_Provided passage_:
_ _ _ _ _
Most natural diamonds originate from central and southern Africa , although significant sources of the mineral have been discovered in Canada, Russia, Brazil, and Australia. They are generally mined from volcanic pipes, which are deep in the Earth where the high pressure and temperature enables the formation of the crystals. The mining and distribution of natural diamonds are subjects of frequent controversy—such as with concerns over the sale of conflict diamonds by African paramilitary groups.

Crystal structure

Diamonds typically crystallize in the face-centered cubic crystal system and consist of tetrahedrally bonded carbon atoms. The unit cell of diamond has a two atom basis at (0,0,0) and (1/4,1/4,1/4), which means half of the atoms are at lattice points and the other half are offset by (1/4,1/4,1/4), where 1 is the length of a side of the unit cell.
The tetrahedral arrangement of atoms in a diamond crystal is the source of many of diamond's properties. Graphite, another allotrope of carbon, has a rhombohedral crystal structure and as a result shows dramatically different physical characteristics — contrary to diamond, graphite is a very soft, dark gray, opaque mineral. Other elements of the carbon group such as silicon have forms analogous to diamond.
Lonsdaleite is a polymorph of diamond (and a distinct mineral species) that crystallizes with hexagonal symmetry; it is rarely found in nature, but is characteristic of synthetic diamonds. A crypto crystalline variety of diamond is called carbonado. A colorless, gray or black diamond with a tiny radial structure is a spherulite.

Electromagnetic properties

Optical properties
Diamonds exhibit a high dispersion of visible light. This strong ability to split white light into its component colors is an important aspect of diamond's attraction as a gemstone, giving it impressive prismatic action that results in so-called fire in a well-cut stone. The luster of a diamond, a characterization of how light interacts with the surface of a crystal, is brilliant and is described as adamantine, which simply means diamond-like. This is owed to their high refractive index of 2.417 (at 589.3 nm), which causes total internal reflection to occur. Some diamonds exhibit fluorescence of various colors (predominately blue) under long wave ultraviolet light. Nearly all diamonds fluoresce bluish-white, yellow or green under X-rays and this property is used extensively in mining to separate the fluorescing diamond from the non-fluorescing rock. Most diamonds show no fluorescence although colored diamonds show a wider range of fluorescence than the blue fluorescence normally observed in clear diamonds

Except for most blue diamonds, which are semiconductors, diamonds are good electrical insulators. Blue diamonds owe their semi conductive property to boron impurities, which act as a doping agent and cause p-type semiconductor behavior. Blue diamonds which are not boron-doped, such as those recently recovered from the Argyle diamond mine in Australia that owe their color to an overabundance of hydrogen atoms, are not semiconductors.
_ _ _ _ _
_Records supplied_:
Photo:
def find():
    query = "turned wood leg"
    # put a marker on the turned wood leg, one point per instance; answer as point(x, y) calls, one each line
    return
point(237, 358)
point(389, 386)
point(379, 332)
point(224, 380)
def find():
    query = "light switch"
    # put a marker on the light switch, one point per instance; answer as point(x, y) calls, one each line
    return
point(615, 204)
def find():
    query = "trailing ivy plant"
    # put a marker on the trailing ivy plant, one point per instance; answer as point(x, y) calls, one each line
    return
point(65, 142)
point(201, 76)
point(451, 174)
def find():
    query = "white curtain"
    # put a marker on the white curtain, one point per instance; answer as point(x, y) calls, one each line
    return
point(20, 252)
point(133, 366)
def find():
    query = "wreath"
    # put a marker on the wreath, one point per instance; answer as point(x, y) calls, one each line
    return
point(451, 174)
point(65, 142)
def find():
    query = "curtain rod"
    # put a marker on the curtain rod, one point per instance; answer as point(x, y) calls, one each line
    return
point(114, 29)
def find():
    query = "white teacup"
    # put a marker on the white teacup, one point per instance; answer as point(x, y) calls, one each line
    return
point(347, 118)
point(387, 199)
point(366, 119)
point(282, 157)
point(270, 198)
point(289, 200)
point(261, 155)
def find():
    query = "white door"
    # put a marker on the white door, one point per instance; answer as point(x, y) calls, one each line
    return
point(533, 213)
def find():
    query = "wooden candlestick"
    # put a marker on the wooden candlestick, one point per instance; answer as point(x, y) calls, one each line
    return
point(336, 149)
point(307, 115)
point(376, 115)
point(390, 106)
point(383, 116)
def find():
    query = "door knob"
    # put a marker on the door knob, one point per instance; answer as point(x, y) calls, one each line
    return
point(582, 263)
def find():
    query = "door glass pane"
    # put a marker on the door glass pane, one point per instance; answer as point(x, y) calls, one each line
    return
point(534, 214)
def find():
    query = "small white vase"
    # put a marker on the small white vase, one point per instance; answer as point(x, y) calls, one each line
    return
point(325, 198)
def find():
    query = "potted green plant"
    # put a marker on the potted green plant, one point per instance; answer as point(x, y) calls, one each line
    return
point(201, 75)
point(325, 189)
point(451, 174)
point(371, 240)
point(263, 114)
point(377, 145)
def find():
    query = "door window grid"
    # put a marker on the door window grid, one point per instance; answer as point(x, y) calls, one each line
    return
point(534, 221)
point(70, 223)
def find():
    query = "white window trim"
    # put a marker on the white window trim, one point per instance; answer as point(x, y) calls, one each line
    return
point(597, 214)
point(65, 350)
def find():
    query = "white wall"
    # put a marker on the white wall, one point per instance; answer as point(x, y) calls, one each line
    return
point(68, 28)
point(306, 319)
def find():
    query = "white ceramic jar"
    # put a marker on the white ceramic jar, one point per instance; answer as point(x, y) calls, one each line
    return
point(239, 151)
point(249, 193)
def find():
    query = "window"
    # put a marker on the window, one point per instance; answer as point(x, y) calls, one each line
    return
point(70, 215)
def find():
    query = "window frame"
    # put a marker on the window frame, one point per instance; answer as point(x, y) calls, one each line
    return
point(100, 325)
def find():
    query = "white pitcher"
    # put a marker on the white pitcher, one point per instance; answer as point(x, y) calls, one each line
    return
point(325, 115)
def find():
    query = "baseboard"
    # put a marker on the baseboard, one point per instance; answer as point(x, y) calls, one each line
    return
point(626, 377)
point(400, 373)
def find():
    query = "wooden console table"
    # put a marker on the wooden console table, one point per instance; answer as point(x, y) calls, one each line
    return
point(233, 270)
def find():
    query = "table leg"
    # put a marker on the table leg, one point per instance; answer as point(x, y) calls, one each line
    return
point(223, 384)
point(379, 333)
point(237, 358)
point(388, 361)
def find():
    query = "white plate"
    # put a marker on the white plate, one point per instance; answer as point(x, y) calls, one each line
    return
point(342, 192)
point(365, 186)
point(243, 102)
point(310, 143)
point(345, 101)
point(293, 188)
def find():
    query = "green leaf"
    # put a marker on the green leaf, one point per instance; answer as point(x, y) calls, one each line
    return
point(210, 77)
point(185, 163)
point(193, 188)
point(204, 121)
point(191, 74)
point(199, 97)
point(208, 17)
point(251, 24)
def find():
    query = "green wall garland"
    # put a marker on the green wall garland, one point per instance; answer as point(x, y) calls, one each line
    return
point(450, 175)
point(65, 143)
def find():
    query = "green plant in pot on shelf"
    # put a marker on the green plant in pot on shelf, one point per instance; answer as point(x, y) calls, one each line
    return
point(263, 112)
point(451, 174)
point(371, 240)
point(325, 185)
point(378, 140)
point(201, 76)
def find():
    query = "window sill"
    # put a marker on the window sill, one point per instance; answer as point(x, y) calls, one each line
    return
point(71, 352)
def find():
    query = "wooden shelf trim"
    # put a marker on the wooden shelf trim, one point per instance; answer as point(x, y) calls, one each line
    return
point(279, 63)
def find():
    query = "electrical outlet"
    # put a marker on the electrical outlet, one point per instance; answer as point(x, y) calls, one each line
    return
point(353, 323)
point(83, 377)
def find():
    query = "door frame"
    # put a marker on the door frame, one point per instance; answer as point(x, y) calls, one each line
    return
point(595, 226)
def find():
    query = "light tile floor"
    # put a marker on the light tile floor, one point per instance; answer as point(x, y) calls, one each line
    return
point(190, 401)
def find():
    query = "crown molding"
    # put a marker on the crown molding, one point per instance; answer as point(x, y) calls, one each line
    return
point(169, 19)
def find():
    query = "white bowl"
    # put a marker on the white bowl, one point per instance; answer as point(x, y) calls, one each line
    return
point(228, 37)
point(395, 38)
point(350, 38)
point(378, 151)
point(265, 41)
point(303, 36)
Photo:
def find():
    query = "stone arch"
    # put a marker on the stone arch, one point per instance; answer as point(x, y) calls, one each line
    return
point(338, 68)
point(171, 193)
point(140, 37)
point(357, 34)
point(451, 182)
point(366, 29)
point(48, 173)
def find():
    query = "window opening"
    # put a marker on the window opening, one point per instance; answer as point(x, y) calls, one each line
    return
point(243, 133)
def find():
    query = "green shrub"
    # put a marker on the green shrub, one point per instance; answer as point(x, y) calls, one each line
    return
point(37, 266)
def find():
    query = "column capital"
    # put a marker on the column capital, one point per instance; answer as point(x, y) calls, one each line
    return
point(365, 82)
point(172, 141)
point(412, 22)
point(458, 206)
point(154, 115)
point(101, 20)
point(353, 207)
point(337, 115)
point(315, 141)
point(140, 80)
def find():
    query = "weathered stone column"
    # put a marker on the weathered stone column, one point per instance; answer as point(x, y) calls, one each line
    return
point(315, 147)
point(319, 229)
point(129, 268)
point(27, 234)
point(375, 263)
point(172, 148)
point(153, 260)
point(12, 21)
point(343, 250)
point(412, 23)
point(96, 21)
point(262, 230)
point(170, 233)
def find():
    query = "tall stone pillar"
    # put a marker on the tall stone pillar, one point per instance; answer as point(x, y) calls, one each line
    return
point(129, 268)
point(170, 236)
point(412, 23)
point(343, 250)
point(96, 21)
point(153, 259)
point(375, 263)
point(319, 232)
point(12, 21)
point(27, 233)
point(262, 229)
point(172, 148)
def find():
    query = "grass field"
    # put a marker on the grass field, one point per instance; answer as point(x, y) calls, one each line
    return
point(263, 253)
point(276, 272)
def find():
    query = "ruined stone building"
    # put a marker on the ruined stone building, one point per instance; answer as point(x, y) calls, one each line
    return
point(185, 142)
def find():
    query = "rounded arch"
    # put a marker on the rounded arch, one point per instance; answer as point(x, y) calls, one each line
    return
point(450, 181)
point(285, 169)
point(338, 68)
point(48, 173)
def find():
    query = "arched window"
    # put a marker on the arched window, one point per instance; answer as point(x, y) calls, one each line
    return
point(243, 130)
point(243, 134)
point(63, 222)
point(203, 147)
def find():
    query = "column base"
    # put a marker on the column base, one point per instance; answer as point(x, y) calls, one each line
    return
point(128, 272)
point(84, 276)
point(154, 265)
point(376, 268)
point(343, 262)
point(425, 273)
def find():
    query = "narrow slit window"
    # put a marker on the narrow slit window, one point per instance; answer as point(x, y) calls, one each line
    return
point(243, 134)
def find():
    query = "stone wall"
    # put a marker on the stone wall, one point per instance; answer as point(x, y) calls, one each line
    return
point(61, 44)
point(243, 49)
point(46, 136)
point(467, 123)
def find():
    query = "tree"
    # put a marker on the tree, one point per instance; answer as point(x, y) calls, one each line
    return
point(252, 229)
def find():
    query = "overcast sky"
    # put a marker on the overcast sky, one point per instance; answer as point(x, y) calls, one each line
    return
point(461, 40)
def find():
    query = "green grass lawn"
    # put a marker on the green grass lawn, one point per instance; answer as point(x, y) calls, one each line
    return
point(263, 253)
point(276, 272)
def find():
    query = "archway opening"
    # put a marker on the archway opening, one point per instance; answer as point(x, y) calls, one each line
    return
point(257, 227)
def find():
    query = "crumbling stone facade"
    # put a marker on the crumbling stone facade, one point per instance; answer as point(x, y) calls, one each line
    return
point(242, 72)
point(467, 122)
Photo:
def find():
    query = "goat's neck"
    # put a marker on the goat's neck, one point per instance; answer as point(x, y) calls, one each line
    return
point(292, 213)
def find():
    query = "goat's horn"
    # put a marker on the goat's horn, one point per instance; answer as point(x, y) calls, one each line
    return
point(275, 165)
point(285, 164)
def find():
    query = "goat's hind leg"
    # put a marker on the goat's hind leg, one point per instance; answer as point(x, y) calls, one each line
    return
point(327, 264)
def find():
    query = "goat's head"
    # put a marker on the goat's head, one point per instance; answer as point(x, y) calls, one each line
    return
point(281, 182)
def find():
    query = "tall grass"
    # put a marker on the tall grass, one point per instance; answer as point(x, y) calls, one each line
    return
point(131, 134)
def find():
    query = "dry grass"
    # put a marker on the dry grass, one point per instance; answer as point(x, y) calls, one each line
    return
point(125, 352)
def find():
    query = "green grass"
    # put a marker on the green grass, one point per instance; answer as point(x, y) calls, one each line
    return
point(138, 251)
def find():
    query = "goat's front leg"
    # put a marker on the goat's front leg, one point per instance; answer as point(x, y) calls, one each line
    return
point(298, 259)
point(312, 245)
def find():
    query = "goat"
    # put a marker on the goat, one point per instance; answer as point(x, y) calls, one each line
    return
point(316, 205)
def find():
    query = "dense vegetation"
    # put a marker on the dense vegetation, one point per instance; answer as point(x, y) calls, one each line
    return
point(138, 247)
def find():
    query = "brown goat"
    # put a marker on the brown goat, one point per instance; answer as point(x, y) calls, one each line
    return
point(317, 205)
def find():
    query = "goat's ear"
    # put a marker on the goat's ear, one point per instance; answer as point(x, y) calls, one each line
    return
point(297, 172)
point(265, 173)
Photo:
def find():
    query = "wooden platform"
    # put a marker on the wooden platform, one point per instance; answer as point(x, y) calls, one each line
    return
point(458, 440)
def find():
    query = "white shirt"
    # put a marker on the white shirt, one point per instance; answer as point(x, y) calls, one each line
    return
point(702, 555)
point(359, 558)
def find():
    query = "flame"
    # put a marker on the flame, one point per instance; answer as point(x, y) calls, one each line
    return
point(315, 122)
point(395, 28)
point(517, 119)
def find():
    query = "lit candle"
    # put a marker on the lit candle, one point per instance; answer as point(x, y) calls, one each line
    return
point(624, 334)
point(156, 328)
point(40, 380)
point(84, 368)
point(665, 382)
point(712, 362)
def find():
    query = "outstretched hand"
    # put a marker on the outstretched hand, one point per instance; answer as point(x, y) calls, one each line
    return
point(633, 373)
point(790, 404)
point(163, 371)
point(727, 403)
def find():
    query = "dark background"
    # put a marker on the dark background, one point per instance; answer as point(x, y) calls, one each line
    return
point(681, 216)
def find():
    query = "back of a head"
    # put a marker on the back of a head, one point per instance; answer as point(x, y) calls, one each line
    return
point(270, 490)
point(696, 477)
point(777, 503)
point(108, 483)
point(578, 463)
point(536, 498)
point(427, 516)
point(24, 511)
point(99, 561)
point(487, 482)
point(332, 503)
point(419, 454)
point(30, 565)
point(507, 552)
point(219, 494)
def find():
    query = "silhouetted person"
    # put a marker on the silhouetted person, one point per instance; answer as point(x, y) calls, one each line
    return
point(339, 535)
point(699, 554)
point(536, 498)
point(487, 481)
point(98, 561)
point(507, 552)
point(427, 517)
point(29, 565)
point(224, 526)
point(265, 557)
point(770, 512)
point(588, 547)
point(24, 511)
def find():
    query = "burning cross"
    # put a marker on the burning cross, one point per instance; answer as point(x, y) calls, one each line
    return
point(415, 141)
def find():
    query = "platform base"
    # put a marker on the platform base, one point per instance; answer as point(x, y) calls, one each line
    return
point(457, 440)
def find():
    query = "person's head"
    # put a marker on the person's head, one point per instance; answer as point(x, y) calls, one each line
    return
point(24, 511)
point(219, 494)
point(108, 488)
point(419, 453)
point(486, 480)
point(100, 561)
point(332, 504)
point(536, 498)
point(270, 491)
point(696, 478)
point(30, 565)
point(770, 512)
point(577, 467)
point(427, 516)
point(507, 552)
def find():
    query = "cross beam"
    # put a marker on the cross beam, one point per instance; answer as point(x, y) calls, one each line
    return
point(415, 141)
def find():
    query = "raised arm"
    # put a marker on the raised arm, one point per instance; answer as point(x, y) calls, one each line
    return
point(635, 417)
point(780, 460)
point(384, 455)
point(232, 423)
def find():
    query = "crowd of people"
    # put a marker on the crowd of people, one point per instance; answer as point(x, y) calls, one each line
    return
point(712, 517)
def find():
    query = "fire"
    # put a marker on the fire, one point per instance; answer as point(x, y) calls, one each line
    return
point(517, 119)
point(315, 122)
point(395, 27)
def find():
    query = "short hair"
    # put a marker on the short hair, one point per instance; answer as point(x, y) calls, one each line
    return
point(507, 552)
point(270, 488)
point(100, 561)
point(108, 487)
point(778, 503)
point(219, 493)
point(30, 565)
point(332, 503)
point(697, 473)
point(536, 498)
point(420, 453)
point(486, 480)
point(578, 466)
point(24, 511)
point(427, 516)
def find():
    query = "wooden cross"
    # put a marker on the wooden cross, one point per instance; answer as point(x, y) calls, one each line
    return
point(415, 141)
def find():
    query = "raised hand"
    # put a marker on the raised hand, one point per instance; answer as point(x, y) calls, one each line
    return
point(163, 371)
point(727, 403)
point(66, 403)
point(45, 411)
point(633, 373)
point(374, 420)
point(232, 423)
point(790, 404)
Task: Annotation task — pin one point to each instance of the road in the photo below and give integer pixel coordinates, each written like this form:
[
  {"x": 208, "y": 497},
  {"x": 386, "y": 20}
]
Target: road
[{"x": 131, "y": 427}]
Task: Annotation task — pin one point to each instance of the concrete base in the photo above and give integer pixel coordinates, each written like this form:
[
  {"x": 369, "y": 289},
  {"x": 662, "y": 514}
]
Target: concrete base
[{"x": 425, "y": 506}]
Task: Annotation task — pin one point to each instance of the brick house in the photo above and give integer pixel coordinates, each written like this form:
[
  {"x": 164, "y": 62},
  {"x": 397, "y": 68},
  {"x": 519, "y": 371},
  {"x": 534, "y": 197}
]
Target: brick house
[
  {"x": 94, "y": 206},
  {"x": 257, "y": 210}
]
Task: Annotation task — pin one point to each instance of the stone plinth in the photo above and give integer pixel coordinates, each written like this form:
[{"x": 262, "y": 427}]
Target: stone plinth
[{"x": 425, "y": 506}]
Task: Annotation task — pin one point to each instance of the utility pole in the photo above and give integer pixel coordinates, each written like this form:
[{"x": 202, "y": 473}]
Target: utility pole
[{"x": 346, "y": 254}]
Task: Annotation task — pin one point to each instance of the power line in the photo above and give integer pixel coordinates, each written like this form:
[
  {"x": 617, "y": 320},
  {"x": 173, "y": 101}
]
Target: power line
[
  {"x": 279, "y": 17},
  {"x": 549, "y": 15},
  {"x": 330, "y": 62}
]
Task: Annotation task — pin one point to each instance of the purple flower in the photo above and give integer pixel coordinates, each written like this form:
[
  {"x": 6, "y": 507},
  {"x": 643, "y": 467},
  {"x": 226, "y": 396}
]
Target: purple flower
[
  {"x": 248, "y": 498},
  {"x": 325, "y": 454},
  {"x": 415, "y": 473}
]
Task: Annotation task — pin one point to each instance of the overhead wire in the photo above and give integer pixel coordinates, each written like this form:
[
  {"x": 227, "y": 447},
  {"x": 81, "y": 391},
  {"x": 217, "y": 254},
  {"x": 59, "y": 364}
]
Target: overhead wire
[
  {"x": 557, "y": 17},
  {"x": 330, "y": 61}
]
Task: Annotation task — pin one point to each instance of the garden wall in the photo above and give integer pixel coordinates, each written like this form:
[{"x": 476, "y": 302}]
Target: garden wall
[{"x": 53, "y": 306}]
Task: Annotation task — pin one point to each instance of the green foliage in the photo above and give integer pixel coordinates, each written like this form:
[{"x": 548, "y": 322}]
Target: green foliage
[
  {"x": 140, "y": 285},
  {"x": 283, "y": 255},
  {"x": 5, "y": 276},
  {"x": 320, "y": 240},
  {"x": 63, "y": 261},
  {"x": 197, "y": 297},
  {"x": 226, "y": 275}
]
_ _ _ _ _
_Stated exercise_:
Please pick up the diamond passage after its final sentence and continue writing it.

_Task output_:
Thermal properties

Unlike most electrical insulators, diamond is a good conductor of heat because of the strong covalent bonding within the crystal. Most natural blue diamonds contain boron atoms which replace carbon atoms in the crystal matrix, and also have high thermal conductivity. Specially purified synthetic diamond has the highest thermal conductivity (2000–2500 W/(m•K), five times more than copper) of any known solid at room temperature. Because diamond has such high thermal conductance it is already used in semiconductor manufacture to prevent silicon and other semi conducting materials from overheating.

Diamond cutting is the art and science of creating a gem-quality diamond out of mined rough. The cut of a diamond describes the manner in which a diamond has been shaped and polished from its beginning form as a rough stone to its final gem proportions. The cut of a diamond describes the quality of workmanship and the angles to which a diamond is cut. Often diamond cut is confused with "shape."
There are mathematical guidelines for the angles and length ratios at which the diamond is supposed to cut at in order to reflect the maximum amount of light. Round brilliant diamonds, the most common, are guided by these specific guidelines, though fancy cut stones are not able to be as accurately guided by mathematical specifics.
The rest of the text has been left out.